Task objective: Express the lines of the listing below as a JSON list of strings, one string per line, leaving out blank lines and the pictures.

begin Dataset extract

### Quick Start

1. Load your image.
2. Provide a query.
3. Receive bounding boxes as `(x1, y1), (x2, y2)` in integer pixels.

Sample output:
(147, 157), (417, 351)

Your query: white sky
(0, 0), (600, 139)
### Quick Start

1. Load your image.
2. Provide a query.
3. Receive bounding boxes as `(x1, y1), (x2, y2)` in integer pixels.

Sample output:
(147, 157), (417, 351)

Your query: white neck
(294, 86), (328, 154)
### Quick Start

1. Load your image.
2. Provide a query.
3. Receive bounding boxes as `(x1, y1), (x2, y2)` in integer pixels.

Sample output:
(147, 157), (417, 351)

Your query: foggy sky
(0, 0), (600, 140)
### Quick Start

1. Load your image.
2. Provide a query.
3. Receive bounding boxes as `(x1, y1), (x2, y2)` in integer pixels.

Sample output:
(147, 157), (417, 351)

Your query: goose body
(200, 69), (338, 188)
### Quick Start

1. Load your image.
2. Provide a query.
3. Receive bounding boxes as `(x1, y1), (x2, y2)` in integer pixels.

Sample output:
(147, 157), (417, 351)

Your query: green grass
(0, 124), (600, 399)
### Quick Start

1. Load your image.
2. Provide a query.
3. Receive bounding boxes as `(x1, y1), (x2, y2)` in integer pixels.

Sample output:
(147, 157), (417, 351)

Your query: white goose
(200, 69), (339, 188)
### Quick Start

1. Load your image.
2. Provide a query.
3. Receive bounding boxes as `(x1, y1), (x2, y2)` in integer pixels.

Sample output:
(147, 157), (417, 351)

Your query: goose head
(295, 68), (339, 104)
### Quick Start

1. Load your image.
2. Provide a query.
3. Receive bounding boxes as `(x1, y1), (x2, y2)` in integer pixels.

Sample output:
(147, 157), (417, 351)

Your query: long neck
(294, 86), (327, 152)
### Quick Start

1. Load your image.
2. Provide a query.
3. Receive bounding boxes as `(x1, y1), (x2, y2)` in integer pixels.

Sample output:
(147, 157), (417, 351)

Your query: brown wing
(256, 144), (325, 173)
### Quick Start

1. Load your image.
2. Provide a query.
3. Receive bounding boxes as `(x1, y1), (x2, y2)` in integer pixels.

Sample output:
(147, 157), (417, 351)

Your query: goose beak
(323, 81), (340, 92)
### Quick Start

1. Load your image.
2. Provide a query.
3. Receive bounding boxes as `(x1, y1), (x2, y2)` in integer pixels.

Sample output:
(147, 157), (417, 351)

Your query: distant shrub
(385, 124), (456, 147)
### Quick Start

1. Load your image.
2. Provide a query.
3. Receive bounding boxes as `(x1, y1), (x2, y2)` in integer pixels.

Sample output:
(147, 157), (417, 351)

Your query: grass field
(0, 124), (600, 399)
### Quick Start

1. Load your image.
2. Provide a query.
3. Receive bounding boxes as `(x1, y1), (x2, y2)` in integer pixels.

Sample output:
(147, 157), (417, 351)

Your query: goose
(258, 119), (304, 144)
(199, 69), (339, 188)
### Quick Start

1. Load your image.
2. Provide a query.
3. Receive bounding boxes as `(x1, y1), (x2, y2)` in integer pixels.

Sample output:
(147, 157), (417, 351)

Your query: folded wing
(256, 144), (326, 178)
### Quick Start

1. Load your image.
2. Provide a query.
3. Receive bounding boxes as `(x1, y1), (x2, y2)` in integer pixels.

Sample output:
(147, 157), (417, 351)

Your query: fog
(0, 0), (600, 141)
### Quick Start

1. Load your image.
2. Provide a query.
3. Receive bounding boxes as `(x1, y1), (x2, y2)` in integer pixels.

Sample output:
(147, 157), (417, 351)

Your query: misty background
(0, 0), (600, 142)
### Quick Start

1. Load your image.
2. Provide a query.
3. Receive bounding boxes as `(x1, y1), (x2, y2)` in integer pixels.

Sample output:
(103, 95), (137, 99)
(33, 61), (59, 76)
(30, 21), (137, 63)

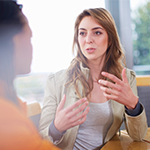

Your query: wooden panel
(27, 102), (41, 117)
(136, 76), (150, 86)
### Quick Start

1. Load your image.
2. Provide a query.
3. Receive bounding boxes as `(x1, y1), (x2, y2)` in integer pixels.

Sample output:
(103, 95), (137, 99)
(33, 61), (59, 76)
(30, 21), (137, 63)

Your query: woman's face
(78, 16), (108, 63)
(13, 23), (32, 75)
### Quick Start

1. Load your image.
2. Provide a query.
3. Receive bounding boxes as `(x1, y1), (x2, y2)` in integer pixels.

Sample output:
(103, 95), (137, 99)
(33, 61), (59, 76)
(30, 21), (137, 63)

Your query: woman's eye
(95, 31), (102, 35)
(79, 32), (85, 36)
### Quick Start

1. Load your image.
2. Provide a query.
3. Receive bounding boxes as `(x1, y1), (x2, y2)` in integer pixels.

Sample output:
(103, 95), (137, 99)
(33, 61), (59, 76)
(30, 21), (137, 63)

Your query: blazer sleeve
(125, 69), (148, 141)
(39, 74), (63, 145)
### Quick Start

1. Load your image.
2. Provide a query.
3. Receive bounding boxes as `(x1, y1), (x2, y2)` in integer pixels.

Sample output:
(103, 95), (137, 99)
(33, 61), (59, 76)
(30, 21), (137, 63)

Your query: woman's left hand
(98, 68), (138, 109)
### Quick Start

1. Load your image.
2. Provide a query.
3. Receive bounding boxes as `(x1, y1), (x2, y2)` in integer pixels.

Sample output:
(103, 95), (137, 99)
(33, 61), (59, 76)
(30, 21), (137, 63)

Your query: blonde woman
(39, 8), (147, 150)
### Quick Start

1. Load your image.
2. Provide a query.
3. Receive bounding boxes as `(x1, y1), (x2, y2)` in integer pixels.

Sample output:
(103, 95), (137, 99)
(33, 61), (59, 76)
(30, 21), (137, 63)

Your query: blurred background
(14, 0), (150, 105)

end Dataset extract

Task solution:
[
  "### Quick Start",
  "1. Load your image.",
  "2. Provide a query.",
  "3. Receive bounding boxes as `(x1, y1), (x2, y2)` in integer pixels.",
  "Sample output:",
  "(147, 157), (417, 351)",
  "Your query: white sky",
  "(0, 0), (600, 139)",
  "### Quick Start",
  "1. Load your image.",
  "2. Provide a query.",
  "3. Receive bounding boxes as `(x1, y1), (x2, y2)` in integer pixels.",
  "Sample output:",
  "(147, 157), (417, 351)",
  "Your query: white neck",
  "(294, 86), (328, 154)",
  "### Quick Start",
  "1. Load your image.",
  "2. Provide a query.",
  "3. Receive bounding boxes as `(x1, y1), (x2, y2)` in integer pixels.",
  "Sample output:",
  "(147, 157), (417, 351)",
  "Your query: foggy sky",
  "(0, 0), (600, 140)",
  "### Quick Start",
  "1. Load your image.",
  "2. Provide a query.",
  "3. Receive bounding boxes as `(x1, y1), (x2, y2)` in integer pixels.",
  "Sample output:",
  "(147, 157), (417, 351)",
  "Your query: goose body",
  "(200, 69), (338, 188)",
  "### Quick Start",
  "1. Load your image.",
  "2. Provide a query.",
  "3. Receive bounding boxes as `(x1, y1), (x2, y2)` in integer pixels.",
  "Sample output:",
  "(147, 157), (417, 351)",
  "Your query: green grass",
  "(0, 124), (600, 399)",
  "### Quick Start",
  "1. Load your image.",
  "2. Provide a query.",
  "3. Receive bounding boxes as `(x1, y1), (x2, y2)` in integer pixels.",
  "Sample output:",
  "(147, 157), (417, 351)",
  "Your query: white goose",
  "(200, 69), (339, 188)",
  "### Quick Start",
  "1. Load your image.",
  "2. Provide a query.",
  "3. Receive bounding boxes as `(x1, y1), (x2, y2)` in integer pixels.",
  "Sample output:",
  "(147, 157), (417, 351)",
  "Your query: goose head",
  "(295, 68), (339, 104)",
  "### Quick Start",
  "1. Load your image.",
  "2. Provide a query.",
  "3. Receive bounding boxes as `(x1, y1), (x2, y2)` in integer pixels.",
  "Sample output:",
  "(147, 157), (417, 351)",
  "Your query: long neck",
  "(294, 86), (327, 152)",
  "### Quick Start",
  "1. Load your image.",
  "2. Provide a query.",
  "3. Receive bounding boxes as `(x1, y1), (x2, y2)` in integer pixels.",
  "Sample output:",
  "(147, 157), (417, 351)",
  "Your query: brown wing",
  "(256, 144), (325, 173)",
  "### Quick Start",
  "1. Load your image.",
  "2. Provide a query.",
  "3. Receive bounding boxes as `(x1, y1), (x2, y2)` in integer pixels.",
  "Sample output:",
  "(147, 157), (417, 351)",
  "Your query: goose beak",
  "(323, 81), (340, 92)",
  "### Quick Start",
  "1. Load your image.",
  "2. Provide a query.",
  "3. Receive bounding boxes as `(x1, y1), (x2, y2)` in integer pixels.",
  "Sample output:",
  "(147, 157), (417, 351)",
  "Your query: distant shrub",
  "(385, 124), (456, 147)",
  "### Quick Start",
  "1. Load your image.",
  "2. Provide a query.",
  "3. Receive bounding boxes as `(x1, y1), (x2, y2)` in integer pixels.",
  "Sample output:",
  "(147, 157), (417, 351)",
  "Your query: grass field",
  "(0, 124), (600, 399)",
  "### Quick Start",
  "1. Load your image.",
  "2. Provide a query.",
  "3. Receive bounding boxes as `(x1, y1), (x2, y2)` in integer pixels.",
  "Sample output:",
  "(147, 157), (417, 351)",
  "Your query: goose",
  "(258, 119), (304, 144)",
  "(199, 69), (339, 188)",
  "### Quick Start",
  "1. Load your image.",
  "2. Provide a query.",
  "3. Receive bounding boxes as `(x1, y1), (x2, y2)` in integer pixels.",
  "Sample output:",
  "(147, 157), (417, 351)",
  "Your query: folded wing",
  "(256, 144), (326, 178)",
  "### Quick Start",
  "1. Load your image.",
  "2. Provide a query.",
  "3. Receive bounding boxes as `(x1, y1), (x2, y2)` in integer pixels.",
  "Sample output:",
  "(147, 157), (417, 351)",
  "Your query: fog",
  "(0, 0), (600, 141)",
  "### Quick Start",
  "1. Load your image.",
  "2. Provide a query.",
  "3. Receive bounding boxes as `(x1, y1), (x2, y2)` in integer pixels.",
  "Sample output:",
  "(147, 157), (417, 351)",
  "Your query: misty background",
  "(0, 0), (600, 142)",
  "### Quick Start",
  "1. Load your image.",
  "2. Provide a query.",
  "3. Receive bounding boxes as `(x1, y1), (x2, y2)` in integer pixels.",
  "Sample output:",
  "(103, 95), (137, 99)",
  "(33, 61), (59, 76)",
  "(30, 21), (137, 63)",
  "Your query: wooden panel",
  "(27, 102), (41, 117)",
  "(136, 76), (150, 86)",
  "### Quick Start",
  "1. Load your image.",
  "2. Provide a query.",
  "3. Receive bounding boxes as `(x1, y1), (x2, y2)` in integer pixels.",
  "Sample output:",
  "(103, 95), (137, 99)",
  "(33, 61), (59, 76)",
  "(30, 21), (137, 63)",
  "Your query: woman's face",
  "(78, 16), (108, 63)",
  "(13, 23), (32, 75)",
  "### Quick Start",
  "1. Load your image.",
  "2. Provide a query.",
  "3. Receive bounding boxes as `(x1, y1), (x2, y2)` in integer pixels.",
  "Sample output:",
  "(103, 95), (137, 99)",
  "(33, 61), (59, 76)",
  "(30, 21), (137, 63)",
  "Your query: woman's eye",
  "(95, 31), (102, 35)",
  "(79, 32), (85, 36)",
  "### Quick Start",
  "1. Load your image.",
  "2. Provide a query.",
  "3. Receive bounding boxes as `(x1, y1), (x2, y2)` in integer pixels.",
  "Sample output:",
  "(103, 95), (137, 99)",
  "(33, 61), (59, 76)",
  "(30, 21), (137, 63)",
  "Your query: blazer sleeve",
  "(125, 69), (148, 141)",
  "(39, 74), (63, 145)",
  "### Quick Start",
  "1. Load your image.",
  "2. Provide a query.",
  "3. Receive bounding boxes as `(x1, y1), (x2, y2)` in integer pixels.",
  "Sample output:",
  "(103, 95), (137, 99)",
  "(33, 61), (59, 76)",
  "(30, 21), (137, 63)",
  "Your query: woman's left hand",
  "(98, 68), (138, 109)",
  "### Quick Start",
  "1. Load your image.",
  "2. Provide a query.",
  "3. Receive bounding boxes as `(x1, y1), (x2, y2)` in integer pixels.",
  "Sample output:",
  "(103, 95), (137, 99)",
  "(33, 61), (59, 76)",
  "(30, 21), (137, 63)",
  "Your query: blonde woman",
  "(39, 8), (147, 150)",
  "### Quick Start",
  "1. Load your image.",
  "2. Provide a query.",
  "3. Receive bounding boxes as `(x1, y1), (x2, y2)` in integer pixels.",
  "Sample output:",
  "(103, 95), (137, 99)",
  "(33, 61), (59, 76)",
  "(30, 21), (137, 63)",
  "Your query: blurred background",
  "(14, 0), (150, 105)"
]